─── DATA FOR THIS TASK ───

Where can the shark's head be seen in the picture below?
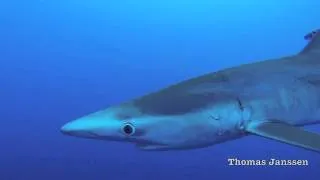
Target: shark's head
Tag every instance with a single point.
(161, 123)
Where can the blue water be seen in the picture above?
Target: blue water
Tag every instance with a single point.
(61, 59)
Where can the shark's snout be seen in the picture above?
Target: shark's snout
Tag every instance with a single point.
(77, 128)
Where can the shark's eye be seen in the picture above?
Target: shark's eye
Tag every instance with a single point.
(128, 129)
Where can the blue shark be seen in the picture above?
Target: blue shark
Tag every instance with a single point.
(272, 99)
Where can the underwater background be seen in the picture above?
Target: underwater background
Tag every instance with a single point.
(62, 59)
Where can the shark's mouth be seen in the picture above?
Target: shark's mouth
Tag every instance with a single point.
(152, 147)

───

→ DIRECTIONS
Can you transcribe all of the items above word for word, leaving the picture out of your answer?

→ OUTPUT BELOW
Where can the shark's head be seen in the picture below?
Target: shark's head
Tag every instance with a single point.
(161, 123)
Where can the blue water be seen in the picture above?
Target: blue water
Tag every instance with a single point.
(61, 59)
Where can the shark's snout be seen in the picture above?
Target: shark's snout
Tag every instance with a single point.
(77, 128)
Where can the shark's eye be seen in the picture above?
Target: shark's eye
Tag every instance with a single point.
(128, 129)
Where can the blue shark be seen in the picture above?
Target: blue shark
Tag every instance with a single point.
(272, 99)
Where can the underwater background be seen in the picture above?
Target: underwater background
Tag every instance with a single point.
(62, 59)
Where can the shark's mouth be seen in the picture above?
Target: shark's mouth
Tag every instance with a single point.
(152, 147)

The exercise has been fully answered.